Fonte: http://grandepremio.com.br
Luiz Razia nem passou pelo período temporário de 30 dias – foram exatos 23 dias e 10 horas –, mas viveu dias de aviso prévio na Marussia diante da inadimplência de seus incertos e não sabidos investidores. Até que, oficialmente, às 15h01 (de Brasília) deste primeiro dia de março teve de entregar seu cargo de piloto titular de F1 para Jules Bianchi.
O riso que surgiu diante da pergunta até denotou uma conformidade de quem já esperava tal desfecho. Talvez não naquele dia, como a conversa acaba revelando, mas o calote na segunda das seis parcelas do pagamento combinado à pior equipe do campeonato fez com que a assinatura no contrato fosse invalidada. Em um primeiro momento, a análise apontou para um lado. “A gente fez tudo certo”, disse Razia com exclusividade ao Grande Prêmiopor telefone. “O pessoal brasileiro que mora nos EUA e está investindo na gente tinha assinado o contrato e pagado a primeira parcela, então estava tudo indo do jeito que a gente precisava e, por questões de aplicações, eles tiveram problemas de tirar o pagamento para a outra.”

# [QUESTÕES E TAREFAS]
1 – No texto sobre a saída de Luiz Razia da Marussia, para quem ele teve de entregar seu cargo de piloto titular de F1?
2 – Transcreva do texto sobre a saída de Luiz Razia da Marussia a parte que se abre com as palavras "Fonte: http://grandepremio.com.br" e se fecha com "para Jules Bianchi.".

# [MATERIAL FORNECIDO]

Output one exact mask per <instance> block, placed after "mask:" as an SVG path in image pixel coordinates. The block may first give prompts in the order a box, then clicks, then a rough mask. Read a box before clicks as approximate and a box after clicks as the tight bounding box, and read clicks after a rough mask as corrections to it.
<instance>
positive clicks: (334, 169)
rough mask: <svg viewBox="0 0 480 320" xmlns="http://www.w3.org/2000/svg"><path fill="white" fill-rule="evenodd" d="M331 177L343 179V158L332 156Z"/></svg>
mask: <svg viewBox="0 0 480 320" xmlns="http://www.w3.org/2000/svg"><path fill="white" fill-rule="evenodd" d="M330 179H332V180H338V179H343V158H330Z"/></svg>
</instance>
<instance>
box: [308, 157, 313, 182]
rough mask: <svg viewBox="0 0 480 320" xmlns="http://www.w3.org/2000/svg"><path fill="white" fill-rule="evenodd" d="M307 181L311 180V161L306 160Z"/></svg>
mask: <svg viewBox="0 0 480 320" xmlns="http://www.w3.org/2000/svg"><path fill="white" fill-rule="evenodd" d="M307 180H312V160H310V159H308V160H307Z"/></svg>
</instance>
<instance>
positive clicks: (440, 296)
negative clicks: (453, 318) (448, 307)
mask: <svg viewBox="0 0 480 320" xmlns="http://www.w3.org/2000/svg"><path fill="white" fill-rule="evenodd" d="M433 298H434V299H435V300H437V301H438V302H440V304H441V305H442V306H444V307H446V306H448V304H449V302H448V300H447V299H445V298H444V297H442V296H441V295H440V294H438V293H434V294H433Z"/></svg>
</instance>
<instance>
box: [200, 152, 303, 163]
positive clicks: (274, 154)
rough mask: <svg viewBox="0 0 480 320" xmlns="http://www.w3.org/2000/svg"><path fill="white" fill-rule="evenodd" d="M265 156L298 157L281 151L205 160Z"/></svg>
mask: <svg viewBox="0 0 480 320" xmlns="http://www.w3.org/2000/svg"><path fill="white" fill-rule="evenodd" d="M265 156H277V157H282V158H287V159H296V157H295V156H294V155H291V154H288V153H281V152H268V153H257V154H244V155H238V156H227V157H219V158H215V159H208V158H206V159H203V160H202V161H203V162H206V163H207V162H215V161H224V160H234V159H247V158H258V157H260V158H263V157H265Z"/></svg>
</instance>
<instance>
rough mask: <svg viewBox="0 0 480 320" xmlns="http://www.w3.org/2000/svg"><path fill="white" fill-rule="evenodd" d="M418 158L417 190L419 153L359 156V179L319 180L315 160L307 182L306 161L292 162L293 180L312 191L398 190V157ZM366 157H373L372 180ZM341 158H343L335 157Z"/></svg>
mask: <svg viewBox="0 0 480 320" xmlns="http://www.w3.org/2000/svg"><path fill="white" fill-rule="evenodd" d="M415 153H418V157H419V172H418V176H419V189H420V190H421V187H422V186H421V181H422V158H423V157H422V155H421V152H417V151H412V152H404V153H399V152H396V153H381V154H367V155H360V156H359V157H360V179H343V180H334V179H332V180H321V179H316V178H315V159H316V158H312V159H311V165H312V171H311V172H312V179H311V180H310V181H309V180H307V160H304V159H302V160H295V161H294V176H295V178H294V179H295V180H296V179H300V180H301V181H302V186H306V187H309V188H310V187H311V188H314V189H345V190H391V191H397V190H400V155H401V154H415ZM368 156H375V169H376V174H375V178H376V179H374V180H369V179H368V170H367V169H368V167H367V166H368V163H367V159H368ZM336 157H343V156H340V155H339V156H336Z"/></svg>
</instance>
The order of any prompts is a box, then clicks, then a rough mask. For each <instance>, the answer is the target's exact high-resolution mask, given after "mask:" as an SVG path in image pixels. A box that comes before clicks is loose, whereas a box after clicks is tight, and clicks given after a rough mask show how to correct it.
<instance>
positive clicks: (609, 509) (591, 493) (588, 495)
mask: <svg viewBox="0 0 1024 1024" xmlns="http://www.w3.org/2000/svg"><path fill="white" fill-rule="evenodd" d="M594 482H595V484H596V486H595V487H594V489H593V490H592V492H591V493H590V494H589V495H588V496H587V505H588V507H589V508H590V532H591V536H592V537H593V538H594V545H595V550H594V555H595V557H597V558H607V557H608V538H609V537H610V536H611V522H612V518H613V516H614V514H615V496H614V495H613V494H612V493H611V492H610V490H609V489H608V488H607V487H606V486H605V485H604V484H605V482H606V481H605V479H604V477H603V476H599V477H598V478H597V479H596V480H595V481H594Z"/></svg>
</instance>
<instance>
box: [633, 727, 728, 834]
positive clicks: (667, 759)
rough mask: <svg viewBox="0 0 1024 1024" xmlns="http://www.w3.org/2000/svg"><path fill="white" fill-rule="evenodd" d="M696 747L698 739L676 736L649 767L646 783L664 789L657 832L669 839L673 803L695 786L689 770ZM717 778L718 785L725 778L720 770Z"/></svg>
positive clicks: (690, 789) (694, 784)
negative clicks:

# [RESPOSTAS ESCRITAS]
1 – Para Jules Bianchi.

2 –
Fonte: http://grandepremio.com.br
Luiz Razia nem passou pelo período temporário de 30 dias – foram exatos 23 dias e 10 horas –, mas viveu dias de aviso prévio na Marussia diante da inadimplência de seus incertos e não sabidos investidores. Até que, oficialmente, às 15h01 (de Brasília) deste primeiro dia de março teve de entregar seu cargo de piloto titular de F1 para Jules Bianchi.